# Explore the material:
1 - Answer these questions using the article below on the court ruling about nursing home arbitration:
(a) What did the court find CMS is doing?
(b) Which court does Judge Michael Mills serve on?
(c) On what date was the CMS rule scheduled to take effect?
2 - Pick up the article below on the court blocking the nursing home arbitration ban, and continue it from its final sentence.

# Given text:
◇ ◇ ◇ ◇ ◇

Court Blocks Nursing Home Arbitration Ban From Taking Effect

Finding that the Centers for Medicare and Medicaid Services' (CMS) is exceeding its authority, a U.S. district court judge has granted an injunction preventing the agency from implementing a new rule that prohibits binding pre-dispute arbitration agreements in nursing facilities.

In granting the preliminary injunction, Judge Michael Mills of the U.S. District Court for the Northern District of Mississippi said that “Congress' failure to enact positive legislation should not serve as an excuse for the executive branch to assume powers which are properly reserved for the legislative branch.” While maintaining that the CMS rule is “based upon sound public policy,” the court declared that it is “unwilling to play a role in countenancing the incremental ‘creep’ of federal agency authority beyond that envisioned by the U.S. Constitution.”

The injunction came in response to a final rule CMS issued in September 2016 prohibiting pre-dispute arbitration agreements in nursing facilities that accept Medicare and Medicaid patients. After a dispute arises, the resident and the long-term care facility could still voluntarily enter into a binding arbitration agreement if both parties agree. The rule was scheduled to take affect November 28, 2016.

◇ ◇ ◇ ◇ ◇

# The data:
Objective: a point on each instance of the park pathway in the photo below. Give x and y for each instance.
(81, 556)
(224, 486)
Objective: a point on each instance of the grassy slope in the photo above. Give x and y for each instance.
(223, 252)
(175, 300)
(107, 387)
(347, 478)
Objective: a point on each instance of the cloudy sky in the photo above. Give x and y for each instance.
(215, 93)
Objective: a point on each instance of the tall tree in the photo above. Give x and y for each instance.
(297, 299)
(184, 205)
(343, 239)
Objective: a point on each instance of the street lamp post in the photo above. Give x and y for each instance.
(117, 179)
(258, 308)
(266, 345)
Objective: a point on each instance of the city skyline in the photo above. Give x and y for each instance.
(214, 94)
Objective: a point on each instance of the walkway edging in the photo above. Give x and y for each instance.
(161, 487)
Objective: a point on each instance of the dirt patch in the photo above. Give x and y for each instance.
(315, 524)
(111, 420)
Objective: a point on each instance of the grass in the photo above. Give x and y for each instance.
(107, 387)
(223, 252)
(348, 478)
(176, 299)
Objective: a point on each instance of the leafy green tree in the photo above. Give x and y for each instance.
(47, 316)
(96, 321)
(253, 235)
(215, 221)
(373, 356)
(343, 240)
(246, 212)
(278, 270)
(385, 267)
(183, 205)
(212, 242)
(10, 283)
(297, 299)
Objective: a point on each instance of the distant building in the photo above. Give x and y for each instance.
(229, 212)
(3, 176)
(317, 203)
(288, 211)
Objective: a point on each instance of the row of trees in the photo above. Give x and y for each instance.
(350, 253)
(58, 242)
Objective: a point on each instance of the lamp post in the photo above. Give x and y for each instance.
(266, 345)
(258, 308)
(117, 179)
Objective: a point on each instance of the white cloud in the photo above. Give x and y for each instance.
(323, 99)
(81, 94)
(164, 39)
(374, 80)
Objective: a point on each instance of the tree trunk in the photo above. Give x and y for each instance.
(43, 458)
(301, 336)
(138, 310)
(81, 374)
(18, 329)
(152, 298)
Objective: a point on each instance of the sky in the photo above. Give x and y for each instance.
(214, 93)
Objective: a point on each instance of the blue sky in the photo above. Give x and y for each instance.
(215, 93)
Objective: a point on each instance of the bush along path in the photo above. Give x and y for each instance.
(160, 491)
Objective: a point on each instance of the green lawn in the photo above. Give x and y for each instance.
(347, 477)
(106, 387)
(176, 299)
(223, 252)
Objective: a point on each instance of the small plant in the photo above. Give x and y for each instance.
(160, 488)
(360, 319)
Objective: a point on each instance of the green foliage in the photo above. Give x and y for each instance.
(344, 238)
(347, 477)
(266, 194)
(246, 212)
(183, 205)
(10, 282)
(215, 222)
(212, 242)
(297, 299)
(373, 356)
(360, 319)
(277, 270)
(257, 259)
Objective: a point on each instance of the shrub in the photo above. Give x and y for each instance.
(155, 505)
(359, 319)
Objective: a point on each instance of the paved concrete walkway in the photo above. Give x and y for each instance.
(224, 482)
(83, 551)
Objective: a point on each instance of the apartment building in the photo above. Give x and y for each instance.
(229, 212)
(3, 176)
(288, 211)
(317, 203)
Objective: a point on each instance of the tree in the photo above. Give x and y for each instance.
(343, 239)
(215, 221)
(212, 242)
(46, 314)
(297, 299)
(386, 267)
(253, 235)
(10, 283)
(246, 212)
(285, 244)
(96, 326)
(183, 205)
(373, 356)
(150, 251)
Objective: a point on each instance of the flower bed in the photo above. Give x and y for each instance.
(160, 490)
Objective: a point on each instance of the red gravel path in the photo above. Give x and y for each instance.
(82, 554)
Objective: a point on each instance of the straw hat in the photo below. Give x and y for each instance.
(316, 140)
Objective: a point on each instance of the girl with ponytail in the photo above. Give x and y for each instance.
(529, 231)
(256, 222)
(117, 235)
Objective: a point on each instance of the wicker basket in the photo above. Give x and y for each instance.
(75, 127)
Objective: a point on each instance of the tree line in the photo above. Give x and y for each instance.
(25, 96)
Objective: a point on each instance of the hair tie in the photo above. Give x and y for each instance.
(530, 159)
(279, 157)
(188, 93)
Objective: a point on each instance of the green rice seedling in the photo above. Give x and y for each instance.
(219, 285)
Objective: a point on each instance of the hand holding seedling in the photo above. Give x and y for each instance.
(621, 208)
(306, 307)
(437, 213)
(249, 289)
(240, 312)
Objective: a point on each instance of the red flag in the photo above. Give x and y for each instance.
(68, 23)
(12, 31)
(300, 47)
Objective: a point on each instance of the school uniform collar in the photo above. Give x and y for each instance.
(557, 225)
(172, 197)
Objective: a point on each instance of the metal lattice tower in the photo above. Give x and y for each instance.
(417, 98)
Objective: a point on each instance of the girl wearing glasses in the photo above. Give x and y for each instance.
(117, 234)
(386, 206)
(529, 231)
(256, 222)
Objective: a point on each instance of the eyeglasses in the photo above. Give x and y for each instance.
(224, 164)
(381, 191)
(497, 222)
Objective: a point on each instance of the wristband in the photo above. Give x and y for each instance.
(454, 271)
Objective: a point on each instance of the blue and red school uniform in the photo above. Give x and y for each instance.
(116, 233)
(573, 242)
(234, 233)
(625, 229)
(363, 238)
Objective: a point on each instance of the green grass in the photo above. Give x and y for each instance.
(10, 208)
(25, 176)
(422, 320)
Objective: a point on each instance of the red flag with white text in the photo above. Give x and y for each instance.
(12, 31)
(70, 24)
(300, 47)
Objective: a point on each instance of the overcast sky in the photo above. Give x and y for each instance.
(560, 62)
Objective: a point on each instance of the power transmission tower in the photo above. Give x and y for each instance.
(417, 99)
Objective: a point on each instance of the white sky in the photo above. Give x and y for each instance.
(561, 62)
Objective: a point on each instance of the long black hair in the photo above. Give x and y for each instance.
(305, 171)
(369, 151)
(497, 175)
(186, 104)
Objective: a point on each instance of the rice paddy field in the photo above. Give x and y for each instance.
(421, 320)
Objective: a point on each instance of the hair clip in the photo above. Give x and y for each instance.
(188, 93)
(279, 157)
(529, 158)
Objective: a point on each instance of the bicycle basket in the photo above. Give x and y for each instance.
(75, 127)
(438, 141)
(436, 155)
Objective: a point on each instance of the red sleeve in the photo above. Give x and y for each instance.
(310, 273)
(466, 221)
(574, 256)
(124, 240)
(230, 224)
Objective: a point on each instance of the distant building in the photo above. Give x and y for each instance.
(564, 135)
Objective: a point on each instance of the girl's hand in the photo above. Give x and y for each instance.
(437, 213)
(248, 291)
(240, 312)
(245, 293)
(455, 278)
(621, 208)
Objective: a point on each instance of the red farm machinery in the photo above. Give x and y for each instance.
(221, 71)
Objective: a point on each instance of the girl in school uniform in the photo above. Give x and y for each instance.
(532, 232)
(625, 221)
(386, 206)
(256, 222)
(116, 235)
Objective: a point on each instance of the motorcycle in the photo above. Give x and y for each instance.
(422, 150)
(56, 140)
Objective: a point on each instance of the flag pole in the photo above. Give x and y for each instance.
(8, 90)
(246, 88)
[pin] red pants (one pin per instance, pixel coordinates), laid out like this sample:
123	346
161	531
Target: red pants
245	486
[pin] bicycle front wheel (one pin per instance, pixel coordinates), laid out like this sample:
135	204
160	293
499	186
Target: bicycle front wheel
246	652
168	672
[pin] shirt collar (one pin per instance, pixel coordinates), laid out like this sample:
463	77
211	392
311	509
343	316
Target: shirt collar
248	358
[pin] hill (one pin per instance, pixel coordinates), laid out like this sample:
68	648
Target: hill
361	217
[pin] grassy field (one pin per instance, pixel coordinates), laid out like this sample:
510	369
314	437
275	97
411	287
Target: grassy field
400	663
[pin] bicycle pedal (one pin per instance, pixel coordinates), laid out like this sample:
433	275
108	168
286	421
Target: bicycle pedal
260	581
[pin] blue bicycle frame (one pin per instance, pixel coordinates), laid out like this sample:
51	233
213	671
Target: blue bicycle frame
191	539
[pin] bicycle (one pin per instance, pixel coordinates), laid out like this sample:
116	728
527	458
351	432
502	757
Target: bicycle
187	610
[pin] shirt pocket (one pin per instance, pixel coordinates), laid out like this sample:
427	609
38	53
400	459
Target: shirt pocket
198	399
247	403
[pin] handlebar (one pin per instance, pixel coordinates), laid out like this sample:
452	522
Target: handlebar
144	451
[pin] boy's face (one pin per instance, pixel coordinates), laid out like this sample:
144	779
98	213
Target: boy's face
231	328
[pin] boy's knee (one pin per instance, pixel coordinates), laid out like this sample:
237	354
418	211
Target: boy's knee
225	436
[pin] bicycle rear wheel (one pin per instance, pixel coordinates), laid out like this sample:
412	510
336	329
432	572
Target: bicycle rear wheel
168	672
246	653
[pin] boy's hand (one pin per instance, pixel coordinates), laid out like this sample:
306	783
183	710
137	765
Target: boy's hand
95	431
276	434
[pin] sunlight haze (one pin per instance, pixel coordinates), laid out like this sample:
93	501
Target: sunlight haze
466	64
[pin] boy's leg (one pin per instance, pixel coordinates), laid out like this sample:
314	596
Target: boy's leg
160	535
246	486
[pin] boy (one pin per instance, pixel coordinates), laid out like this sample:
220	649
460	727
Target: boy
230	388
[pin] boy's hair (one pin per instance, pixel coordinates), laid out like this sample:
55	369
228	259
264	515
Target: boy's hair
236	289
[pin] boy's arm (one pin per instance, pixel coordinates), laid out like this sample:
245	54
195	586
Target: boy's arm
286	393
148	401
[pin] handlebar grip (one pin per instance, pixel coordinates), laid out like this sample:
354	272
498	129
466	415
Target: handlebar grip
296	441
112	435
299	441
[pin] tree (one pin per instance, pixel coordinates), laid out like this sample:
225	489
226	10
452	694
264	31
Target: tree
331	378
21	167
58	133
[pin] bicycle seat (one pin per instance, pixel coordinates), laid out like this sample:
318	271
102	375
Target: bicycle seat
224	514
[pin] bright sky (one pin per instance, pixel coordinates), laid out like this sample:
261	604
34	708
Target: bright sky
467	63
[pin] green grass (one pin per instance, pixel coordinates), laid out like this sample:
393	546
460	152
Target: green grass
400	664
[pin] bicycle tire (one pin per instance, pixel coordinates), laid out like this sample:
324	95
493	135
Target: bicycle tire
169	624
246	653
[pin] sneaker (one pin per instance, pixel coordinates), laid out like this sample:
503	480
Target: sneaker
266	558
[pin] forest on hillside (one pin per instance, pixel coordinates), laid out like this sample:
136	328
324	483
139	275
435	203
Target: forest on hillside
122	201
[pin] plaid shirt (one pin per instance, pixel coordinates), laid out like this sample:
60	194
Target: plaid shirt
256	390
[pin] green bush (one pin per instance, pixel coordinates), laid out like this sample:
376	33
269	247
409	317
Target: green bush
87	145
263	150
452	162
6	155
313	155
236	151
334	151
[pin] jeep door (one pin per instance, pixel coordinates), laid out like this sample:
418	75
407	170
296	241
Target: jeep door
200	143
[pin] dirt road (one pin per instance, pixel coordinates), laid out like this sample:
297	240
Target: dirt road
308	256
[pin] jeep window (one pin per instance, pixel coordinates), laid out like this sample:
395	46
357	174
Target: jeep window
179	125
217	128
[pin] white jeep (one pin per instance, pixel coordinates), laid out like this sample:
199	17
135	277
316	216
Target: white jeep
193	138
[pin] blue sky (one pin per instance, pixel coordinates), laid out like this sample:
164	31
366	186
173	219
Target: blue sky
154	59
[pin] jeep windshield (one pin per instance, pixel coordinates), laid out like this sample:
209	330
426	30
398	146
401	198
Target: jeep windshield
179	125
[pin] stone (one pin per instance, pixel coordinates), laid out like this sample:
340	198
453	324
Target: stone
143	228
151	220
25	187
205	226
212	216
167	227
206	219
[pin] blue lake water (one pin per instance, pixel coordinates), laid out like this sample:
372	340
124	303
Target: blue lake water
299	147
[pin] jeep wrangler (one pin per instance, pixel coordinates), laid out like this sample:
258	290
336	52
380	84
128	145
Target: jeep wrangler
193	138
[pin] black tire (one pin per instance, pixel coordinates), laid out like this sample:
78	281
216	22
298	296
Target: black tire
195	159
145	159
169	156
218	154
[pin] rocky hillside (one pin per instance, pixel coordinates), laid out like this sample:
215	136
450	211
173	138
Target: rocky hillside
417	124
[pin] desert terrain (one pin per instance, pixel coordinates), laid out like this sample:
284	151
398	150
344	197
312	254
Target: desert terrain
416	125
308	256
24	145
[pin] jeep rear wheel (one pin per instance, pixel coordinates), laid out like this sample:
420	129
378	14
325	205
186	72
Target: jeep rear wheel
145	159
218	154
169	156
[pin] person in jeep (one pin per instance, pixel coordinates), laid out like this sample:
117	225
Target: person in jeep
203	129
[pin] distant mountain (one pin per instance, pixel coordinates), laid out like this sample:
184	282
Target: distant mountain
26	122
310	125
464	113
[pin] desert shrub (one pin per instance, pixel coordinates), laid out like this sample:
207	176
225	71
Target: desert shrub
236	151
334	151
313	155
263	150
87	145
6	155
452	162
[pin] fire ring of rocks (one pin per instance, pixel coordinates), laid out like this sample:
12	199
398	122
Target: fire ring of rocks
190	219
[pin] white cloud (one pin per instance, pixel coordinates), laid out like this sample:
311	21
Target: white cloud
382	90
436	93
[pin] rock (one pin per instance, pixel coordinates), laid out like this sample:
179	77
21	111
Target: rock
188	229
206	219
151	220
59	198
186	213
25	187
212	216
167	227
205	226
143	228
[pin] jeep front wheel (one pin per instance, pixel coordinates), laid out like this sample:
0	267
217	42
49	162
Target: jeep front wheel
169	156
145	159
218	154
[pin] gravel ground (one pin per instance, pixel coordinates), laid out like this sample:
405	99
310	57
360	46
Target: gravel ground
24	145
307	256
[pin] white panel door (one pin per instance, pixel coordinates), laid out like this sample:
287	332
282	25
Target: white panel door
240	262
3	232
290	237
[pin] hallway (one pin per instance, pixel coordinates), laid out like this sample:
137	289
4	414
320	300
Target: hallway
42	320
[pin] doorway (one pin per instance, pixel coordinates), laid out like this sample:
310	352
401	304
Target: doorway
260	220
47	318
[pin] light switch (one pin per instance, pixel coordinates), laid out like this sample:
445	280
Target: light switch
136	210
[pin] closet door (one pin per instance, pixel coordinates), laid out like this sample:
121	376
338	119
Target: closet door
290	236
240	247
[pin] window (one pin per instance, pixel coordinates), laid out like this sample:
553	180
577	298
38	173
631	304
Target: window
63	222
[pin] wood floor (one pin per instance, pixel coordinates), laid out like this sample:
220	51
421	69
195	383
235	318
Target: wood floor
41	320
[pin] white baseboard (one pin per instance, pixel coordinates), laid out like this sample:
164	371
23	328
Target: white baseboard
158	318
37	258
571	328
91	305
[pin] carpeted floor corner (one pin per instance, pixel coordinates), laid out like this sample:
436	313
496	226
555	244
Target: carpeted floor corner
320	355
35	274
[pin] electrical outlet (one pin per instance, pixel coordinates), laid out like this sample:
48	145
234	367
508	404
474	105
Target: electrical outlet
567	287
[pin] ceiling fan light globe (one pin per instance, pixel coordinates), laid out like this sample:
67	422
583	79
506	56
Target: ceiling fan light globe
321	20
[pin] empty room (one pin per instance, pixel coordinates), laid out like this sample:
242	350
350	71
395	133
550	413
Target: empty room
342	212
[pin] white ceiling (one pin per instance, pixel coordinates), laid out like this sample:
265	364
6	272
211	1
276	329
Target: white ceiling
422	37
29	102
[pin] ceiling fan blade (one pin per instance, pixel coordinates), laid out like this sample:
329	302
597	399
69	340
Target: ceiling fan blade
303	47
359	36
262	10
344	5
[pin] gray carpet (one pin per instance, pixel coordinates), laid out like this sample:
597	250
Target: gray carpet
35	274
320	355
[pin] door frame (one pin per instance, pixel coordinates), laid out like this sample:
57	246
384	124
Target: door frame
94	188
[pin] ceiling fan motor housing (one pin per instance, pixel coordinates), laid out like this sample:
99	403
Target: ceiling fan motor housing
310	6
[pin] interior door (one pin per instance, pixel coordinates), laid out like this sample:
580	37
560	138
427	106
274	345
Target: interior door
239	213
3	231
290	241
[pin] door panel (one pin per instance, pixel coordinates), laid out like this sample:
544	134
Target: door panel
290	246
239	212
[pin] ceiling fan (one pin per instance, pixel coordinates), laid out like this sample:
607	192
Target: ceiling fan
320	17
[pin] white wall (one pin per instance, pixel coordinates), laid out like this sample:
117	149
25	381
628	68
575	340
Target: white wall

◇ ◇ ◇ ◇ ◇

# Answers for the tasks:
1 -
(a) Exceeding its authority.
(b) The U.S. District Court for the Northern District of Mississippi.
(c) November 28, 2016.

2 -
The American Health Care Association (AHCA), a group representing non-profit and for-profit nursing facility and assisted living care providers, filed a lawsuit against the Department of Health and Human Services and CMS. In asking for a preliminary injunction preventing enforcement of the new rule pending the court’s final judgment in the case, the AHCA argued that Congress had not given CMS the authority to regulate the use of arbitration. 

Judge Mills agreed, ruling that the AHCA had a likelihood of succeeding on the merits, that it had demonstrated that nursing homes would suffer irreparable harm without injunctive relief, and that CMS had failed to adequately explain why the rule must got into effect immediately.